Pointing dataset excerpts
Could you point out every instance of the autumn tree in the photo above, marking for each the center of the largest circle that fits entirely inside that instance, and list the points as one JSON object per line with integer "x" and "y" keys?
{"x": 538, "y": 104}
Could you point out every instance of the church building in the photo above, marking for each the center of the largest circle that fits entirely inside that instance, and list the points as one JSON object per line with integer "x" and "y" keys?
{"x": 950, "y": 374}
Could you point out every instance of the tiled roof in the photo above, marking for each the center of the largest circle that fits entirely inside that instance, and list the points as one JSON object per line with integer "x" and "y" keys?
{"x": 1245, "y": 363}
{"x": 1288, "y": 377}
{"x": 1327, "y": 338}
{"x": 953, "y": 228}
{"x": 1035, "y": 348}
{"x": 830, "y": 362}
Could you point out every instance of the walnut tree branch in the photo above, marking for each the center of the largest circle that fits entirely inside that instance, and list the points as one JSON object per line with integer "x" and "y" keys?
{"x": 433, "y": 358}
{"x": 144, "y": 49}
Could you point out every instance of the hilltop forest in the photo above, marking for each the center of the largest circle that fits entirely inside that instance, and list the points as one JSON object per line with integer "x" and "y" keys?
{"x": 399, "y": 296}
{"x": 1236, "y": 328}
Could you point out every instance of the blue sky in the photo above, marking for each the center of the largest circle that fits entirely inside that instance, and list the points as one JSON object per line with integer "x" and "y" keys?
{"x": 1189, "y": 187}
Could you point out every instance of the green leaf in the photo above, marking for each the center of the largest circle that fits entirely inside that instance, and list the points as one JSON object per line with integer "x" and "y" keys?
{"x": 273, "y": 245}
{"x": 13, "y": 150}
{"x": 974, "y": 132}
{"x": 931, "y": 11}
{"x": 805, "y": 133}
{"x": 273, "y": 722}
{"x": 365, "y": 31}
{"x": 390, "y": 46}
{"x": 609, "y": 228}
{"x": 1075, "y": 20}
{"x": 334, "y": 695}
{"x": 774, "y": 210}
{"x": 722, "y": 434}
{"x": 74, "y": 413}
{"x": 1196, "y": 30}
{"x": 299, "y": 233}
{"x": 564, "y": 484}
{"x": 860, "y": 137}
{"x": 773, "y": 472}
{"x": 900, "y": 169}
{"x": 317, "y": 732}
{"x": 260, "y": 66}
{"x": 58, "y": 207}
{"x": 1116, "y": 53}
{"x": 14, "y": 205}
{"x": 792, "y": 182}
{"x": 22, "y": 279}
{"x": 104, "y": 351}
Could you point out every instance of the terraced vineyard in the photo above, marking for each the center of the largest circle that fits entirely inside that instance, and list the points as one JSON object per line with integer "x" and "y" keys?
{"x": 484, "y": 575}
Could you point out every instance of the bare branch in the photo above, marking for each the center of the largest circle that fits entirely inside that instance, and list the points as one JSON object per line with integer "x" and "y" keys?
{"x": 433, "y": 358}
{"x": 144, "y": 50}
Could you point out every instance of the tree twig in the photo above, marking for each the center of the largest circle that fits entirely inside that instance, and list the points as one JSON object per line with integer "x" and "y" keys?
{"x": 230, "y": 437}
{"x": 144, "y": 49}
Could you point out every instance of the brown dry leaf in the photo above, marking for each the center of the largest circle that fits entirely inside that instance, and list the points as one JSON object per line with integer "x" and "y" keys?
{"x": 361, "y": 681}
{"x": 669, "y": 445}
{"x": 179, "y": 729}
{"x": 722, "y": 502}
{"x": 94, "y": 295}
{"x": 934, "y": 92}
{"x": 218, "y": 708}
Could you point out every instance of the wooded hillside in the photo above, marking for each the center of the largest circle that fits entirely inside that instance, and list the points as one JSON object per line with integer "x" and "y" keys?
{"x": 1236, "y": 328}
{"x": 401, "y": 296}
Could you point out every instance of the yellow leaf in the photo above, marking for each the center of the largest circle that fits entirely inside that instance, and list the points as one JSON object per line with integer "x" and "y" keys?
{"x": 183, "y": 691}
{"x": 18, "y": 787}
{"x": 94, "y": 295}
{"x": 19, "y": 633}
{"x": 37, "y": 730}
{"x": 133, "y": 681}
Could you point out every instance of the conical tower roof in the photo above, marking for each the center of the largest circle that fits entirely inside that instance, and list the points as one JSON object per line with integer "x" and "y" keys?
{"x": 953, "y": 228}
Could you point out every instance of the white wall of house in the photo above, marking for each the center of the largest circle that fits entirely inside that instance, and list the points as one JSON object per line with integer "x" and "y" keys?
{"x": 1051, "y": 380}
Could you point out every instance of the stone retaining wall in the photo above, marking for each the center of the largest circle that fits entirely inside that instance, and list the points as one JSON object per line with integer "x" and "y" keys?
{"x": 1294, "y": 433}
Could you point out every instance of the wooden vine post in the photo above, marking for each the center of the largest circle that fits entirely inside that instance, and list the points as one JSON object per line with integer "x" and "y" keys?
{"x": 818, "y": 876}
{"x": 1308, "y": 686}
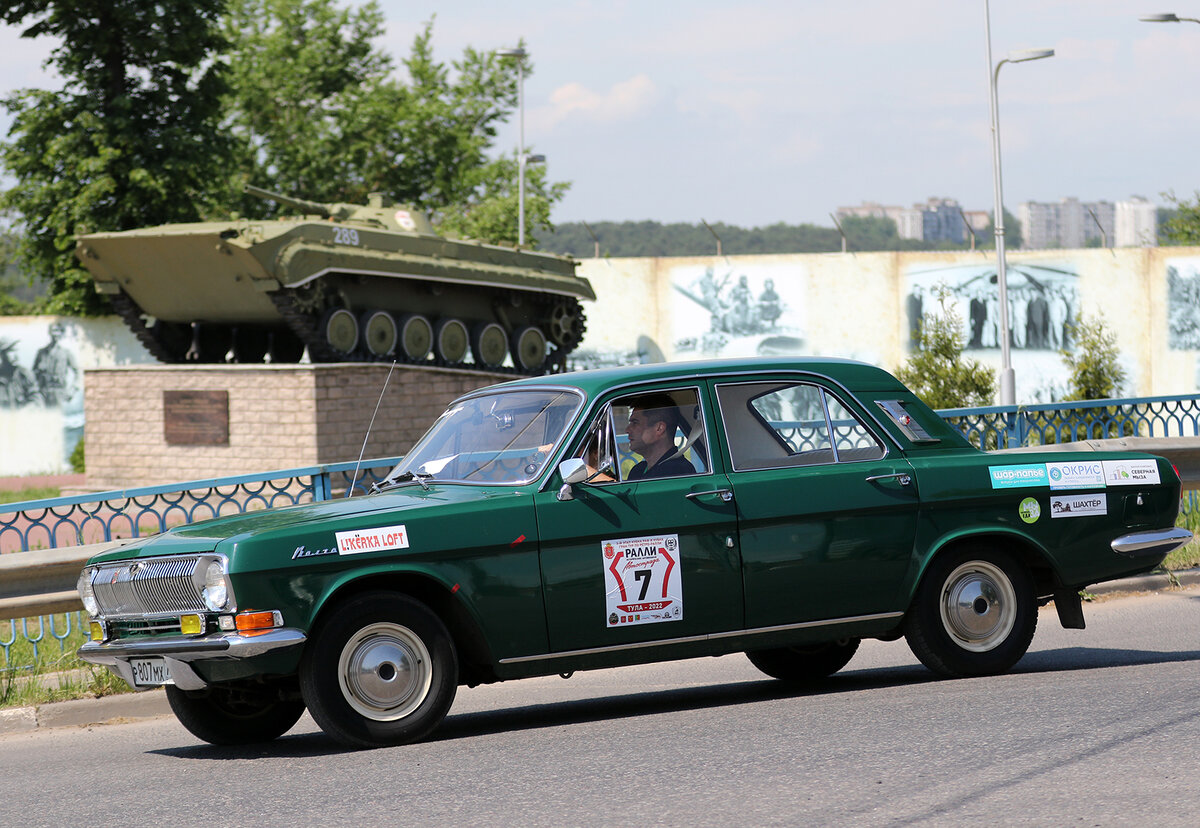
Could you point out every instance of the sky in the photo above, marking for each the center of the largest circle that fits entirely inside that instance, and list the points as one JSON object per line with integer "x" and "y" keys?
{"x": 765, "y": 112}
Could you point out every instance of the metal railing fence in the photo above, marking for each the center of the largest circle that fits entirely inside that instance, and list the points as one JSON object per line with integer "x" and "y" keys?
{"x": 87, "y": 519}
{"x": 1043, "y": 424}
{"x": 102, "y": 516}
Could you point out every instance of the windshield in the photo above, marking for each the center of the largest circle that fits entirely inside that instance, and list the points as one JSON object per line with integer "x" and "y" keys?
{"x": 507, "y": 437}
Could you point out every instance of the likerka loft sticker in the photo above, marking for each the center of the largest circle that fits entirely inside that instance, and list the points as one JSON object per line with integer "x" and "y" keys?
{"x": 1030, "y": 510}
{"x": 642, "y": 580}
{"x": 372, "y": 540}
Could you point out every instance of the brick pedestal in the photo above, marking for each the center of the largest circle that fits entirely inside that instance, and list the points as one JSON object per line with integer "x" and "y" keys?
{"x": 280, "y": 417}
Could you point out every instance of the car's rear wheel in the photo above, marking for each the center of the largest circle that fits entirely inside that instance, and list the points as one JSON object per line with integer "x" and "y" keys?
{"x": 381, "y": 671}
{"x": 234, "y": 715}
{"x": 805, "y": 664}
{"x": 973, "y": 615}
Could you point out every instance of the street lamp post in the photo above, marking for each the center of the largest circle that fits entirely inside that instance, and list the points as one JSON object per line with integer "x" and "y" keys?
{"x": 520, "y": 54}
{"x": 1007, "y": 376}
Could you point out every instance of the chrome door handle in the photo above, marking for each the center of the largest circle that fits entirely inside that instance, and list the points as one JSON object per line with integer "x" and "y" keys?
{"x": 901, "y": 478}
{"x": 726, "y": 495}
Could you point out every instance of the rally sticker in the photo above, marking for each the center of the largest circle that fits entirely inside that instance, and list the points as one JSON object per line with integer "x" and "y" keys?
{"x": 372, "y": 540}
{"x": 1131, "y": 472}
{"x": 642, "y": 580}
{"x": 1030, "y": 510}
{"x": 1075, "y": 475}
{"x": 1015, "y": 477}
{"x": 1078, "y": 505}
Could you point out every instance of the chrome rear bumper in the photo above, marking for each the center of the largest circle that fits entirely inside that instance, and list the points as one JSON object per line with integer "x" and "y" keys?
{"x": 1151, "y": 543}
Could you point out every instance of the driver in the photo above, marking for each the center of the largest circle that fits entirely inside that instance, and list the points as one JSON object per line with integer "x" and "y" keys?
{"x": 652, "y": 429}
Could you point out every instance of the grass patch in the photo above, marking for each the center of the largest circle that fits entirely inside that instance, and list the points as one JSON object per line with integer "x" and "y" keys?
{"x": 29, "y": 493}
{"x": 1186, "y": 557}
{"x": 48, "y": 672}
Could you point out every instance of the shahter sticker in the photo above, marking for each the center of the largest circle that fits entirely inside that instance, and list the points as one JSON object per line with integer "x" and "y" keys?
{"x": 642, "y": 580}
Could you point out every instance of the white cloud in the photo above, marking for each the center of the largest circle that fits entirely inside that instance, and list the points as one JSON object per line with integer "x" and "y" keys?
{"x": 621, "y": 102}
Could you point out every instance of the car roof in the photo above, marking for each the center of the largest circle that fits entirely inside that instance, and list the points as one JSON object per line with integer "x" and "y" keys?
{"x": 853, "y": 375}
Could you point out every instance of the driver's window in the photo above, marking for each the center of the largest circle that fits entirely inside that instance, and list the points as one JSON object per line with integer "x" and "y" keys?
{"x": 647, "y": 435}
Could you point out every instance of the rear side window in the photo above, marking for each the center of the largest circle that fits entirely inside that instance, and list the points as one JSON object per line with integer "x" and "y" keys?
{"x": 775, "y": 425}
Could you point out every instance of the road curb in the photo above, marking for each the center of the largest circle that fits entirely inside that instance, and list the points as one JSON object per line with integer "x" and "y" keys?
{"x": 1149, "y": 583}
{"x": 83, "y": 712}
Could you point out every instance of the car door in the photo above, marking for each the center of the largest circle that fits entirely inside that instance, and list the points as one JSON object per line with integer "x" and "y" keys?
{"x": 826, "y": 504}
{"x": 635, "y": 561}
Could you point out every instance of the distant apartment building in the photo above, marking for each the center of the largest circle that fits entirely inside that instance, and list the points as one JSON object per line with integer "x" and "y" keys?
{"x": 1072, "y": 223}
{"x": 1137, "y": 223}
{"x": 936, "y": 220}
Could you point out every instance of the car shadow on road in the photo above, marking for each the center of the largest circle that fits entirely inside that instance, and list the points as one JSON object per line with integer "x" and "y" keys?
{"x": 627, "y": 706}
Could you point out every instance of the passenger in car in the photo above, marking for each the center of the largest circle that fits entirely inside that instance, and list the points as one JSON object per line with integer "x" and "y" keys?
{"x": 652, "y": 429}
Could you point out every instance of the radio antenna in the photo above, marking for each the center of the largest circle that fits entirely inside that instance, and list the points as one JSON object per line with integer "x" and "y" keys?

*Directions for this task:*
Return the line that contains "Could you point out every instance of the car door" along with every line after it through the end of the entries, exactly, adding nothing.

*Result:*
Could you point out every instance of the car door in the photo above, marking for each the center of the largest circle that fits entirely inside that instance, and list the points as one JSON object per line with integer "x" and "y" keys?
{"x": 826, "y": 504}
{"x": 635, "y": 561}
Could you point out every instance of the distant apartment building in the photo above, marking for each the center of the largest circle that fits entirely inside that instance, and list the points as one JSON object per line with integer "x" and "y" keys?
{"x": 1072, "y": 223}
{"x": 1137, "y": 223}
{"x": 936, "y": 220}
Could you point out every instance of the car shadow on road in the photo above, marking for each the center of the largest circle that fits entirely inside that instance, and list the points as one JSON object per line with integer "x" and "y" keys?
{"x": 627, "y": 706}
Could you point out every instance of the passenger in car in the photo above, marking for each the center of the largest circle that fits entirely inside that instance, and list the points as one JSON object per line with integer "x" and "y" keys?
{"x": 652, "y": 429}
Could you point out every instance of the radio antenna in the photo above, marking for each the center of the largest circle that fits entirely inside that instance, and list the points as one JSON object per line with integer "x" and "y" keys?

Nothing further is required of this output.